— start EXERCISE DATA —
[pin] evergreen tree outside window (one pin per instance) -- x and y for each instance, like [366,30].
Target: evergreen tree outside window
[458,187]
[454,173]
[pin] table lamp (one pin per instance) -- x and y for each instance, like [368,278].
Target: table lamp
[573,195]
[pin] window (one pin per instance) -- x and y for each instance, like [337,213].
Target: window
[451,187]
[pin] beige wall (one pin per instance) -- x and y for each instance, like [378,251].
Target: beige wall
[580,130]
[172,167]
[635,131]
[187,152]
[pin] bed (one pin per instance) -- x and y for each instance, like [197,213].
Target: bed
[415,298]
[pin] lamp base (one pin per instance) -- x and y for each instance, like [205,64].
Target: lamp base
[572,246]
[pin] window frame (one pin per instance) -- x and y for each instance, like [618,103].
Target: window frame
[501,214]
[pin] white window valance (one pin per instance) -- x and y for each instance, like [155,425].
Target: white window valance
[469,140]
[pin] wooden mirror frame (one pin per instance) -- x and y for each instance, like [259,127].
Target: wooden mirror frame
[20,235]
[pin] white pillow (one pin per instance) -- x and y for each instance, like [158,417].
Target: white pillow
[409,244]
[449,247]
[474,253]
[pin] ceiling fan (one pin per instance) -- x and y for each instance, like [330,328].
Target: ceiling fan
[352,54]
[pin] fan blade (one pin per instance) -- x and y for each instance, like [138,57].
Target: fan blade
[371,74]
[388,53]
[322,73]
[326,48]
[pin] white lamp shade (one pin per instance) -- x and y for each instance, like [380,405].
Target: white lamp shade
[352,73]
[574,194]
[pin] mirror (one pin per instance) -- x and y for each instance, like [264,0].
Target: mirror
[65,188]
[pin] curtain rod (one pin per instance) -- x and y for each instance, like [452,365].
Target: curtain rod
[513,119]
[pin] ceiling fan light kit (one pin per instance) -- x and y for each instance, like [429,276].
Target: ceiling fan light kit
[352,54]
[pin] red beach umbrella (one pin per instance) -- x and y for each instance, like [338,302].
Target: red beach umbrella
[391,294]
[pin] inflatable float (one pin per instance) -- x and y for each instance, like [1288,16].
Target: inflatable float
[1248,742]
— end EXERCISE DATA —
Render every line of the items above as a Markdown table with the columns Index and Text, numbering the rows in order and omitting blank lines.

• **RESULT**:
| Index | Text |
|---|---|
| 1 | [pin] evergreen tree outside window (one pin per instance) -- x and y for each instance, like [366,30]. |
| 2 | Target: evergreen tree outside window |
| 3 | [458,187] |
| 4 | [454,173] |
| 5 | [pin] table lamp (one pin per instance) -- x and y for each instance, like [368,278]. |
| 6 | Target: table lamp |
| 7 | [573,195] |
| 8 | [pin] window (one pin per instance) -- x and y for each instance, like [337,213]. |
| 9 | Target: window |
| 10 | [451,187] |
| 11 | [pin] beige wall (one pin per instance) -- x and y for each instance, like [378,251]. |
| 12 | Target: beige wall |
| 13 | [580,130] |
| 14 | [172,167] |
| 15 | [635,131] |
| 16 | [187,152] |
| 17 | [pin] bed (one pin per instance) -- x and y for each instance, like [197,213]. |
| 18 | Target: bed |
| 19 | [415,298] |
| 20 | [pin] lamp base (one pin per instance) -- x and y for each instance, like [205,64]. |
| 21 | Target: lamp base |
| 22 | [572,246] |
| 23 | [pin] window frame (one pin per instance) -- x and y for each instance, like [618,103]. |
| 24 | Target: window frame |
| 25 | [501,214] |
| 26 | [pin] white window valance (one pin per instance) -- x and y for each instance, like [155,425]. |
| 27 | Target: white window valance |
| 28 | [469,140] |
| 29 | [pin] wooden mirror frame (one pin per instance) -- x and y for each instance, like [259,127]. |
| 30 | Target: wooden mirror frame |
| 31 | [20,235] |
| 32 | [pin] white pillow (one pin per instance) -- x and y for each instance, like [158,417]. |
| 33 | Target: white pillow |
| 34 | [409,244] |
| 35 | [449,247] |
| 36 | [474,253] |
| 37 | [pin] ceiling fan (one pin per instance) -- x and y for each instance, like [330,328]. |
| 38 | Target: ceiling fan |
| 39 | [352,54] |
| 40 | [pin] fan blade (one pin per instance) -- x and y for each instance, like [138,57]. |
| 41 | Target: fan blade |
| 42 | [371,74] |
| 43 | [388,53] |
| 44 | [322,73] |
| 45 | [326,48] |
| 46 | [pin] white lamp shade (one pin per instance) -- x and y for each instance, like [380,405]. |
| 47 | Target: white lamp shade |
| 48 | [352,73] |
| 49 | [574,194] |
| 50 | [pin] mirror (one pin per instance) -- x and y for each instance, like [264,0]. |
| 51 | Target: mirror |
| 52 | [65,188] |
| 53 | [pin] curtain rod (one pin per instance) -- x and y for each instance, like [452,365]. |
| 54 | Target: curtain rod |
| 55 | [513,119] |
| 56 | [pin] ceiling fan light kit (one pin per instance) -- x and y for each instance, like [429,276]. |
| 57 | Target: ceiling fan light kit |
| 58 | [352,54] |
| 59 | [pin] red beach umbrella (one pin per instance) -- x and y for each instance, like [338,302]. |
| 60 | Target: red beach umbrella |
| 61 | [391,294] |
| 62 | [pin] inflatable float (one pin per instance) -- x and y for each instance, like [1288,16]. |
| 63 | Target: inflatable float |
| 64 | [1248,742] |